--- DIRECTION 1 ---
Check each statement against the blog post about the Papa Roach trip below and mark it yes or no, quoting the words of the post that decide it: (a) Colette said she had nothing going on that weekend. (b) The picture on the writer's work computer is in color. (c) The writer sent Colette a list of five things.
--- DIRECTION 2 ---
Pull out the part of the blog post about the Papa Roach trip below that starts at "Her and I have" and ends at "going, don't you?", copying it word for word.

--- PASSAGE GIVEN ---
+---+

Friday, February 20, 2009

The Tale of a Papa Roach Addict




Sometimes it's a good thing. Sometimes it's a bad thing.

I'm actually quite shocked that something that was a "hairbrained" idea on Wednesday, has actually materialized by Friday. Technically, it was last night, but hey, it's technically Friday now. And it's ... happening.

The best thing about Colette EVER, is that when I call her and toss ideas at her, she never, ever says, "No way!" I mean, I get no sometimes, but I know I'm really reaching when she does. I do the same thing. But it's times like this that I love my best friend. She's spontaneous too, and she never talks me out of it.

Her and I have both been in the blah rut. When we were supposed to do Vegas, that was going to be a "let's let our hair down, and raise a little hell!" weekend. Since she didn't make it, it just wasn't the same.

And well, I'm pretty sure it's obvious that my little infactuation with Jacoby is going NO WHERE...

Yeah, you see where this is going, don't you?

Papa Roach posted a blog a few days ago (Oh, wow, I think it was Wednesday.) about how they're going to be doing this contest, a chance to meet the band. I went and signed up on the site like I was supposed to for this contest, thinking well, since they didn't have it here where they were here, they might when they come back through.

Well, the thing is about doing stuff like that, I tend to start looking. And I look at what's on a Saturday. And when I seen Dubuque, IA... I'm like, well, it is a hairbrained idea. Let's see what the partner in crime has to say.

The conversation ended on Wednesday, that it wasn't going to be done. It was going to be too much for air fare, I had to pay all my bills. Blah, blah.

Yesterday at work... I'm sitting there on hold. I'm staring at my background picture on my computer, which is Jacoby getting a tattoo. I like the picture because it's black and white, and if you've ever gotten a tattoo, you know that it's kind of a intimate thing between you and your tattooist. There's just something about this picture that I love.

Jacoby Shaddix Pictures, Images and Photos
What my original thought was, hmmm, maybe I should get another tattoo?
Weird how the mind works.

So, while I'm on hold. I send Colette a little list of things. 5 things actually. I don't remember all of them, but one of them is Dubuque next week.

Her response is, don't tempt me, I have nothing going on that weekend.

Well, geez..... HMMMMMM.

Partner in Crime Pictures, Images and Photos
Yeah. You see where this is going still, don't you?

My response is... "Let me look into airfare."

I'm pretty sure that I made her jaw hit the desk. Because look into airfare, I did.

+---+

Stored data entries
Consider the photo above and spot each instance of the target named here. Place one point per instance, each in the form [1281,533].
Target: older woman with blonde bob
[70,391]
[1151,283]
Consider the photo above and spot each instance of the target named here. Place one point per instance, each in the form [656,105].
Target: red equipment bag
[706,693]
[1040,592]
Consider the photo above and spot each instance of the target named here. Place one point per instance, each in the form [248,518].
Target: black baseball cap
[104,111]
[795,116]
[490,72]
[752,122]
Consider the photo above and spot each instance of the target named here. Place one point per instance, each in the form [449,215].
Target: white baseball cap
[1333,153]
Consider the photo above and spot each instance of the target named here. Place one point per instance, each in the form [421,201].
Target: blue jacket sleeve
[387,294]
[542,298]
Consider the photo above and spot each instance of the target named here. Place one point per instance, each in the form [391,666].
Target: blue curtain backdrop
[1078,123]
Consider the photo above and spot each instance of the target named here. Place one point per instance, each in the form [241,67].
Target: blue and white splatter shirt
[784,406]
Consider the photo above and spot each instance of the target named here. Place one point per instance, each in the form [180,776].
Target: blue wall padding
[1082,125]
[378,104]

+---+

--- FULL RESPONSE 1 ---
(a) Yes: "I have nothing going on that weekend."
(b) No: "it's black and white"
(c) Yes: "I send Colette a little list of things. 5 things actually."

--- FULL RESPONSE 2 ---
Her and I have both been in the blah rut. When we were supposed to do Vegas, that was going to be a "let's let our hair down, and raise a little hell!" weekend. Since she didn't make it, it just wasn't the same.

And well, I'm pretty sure it's obvious that my little infactuation with Jacoby is going NO WHERE...

Yeah, you see where this is going, don't you?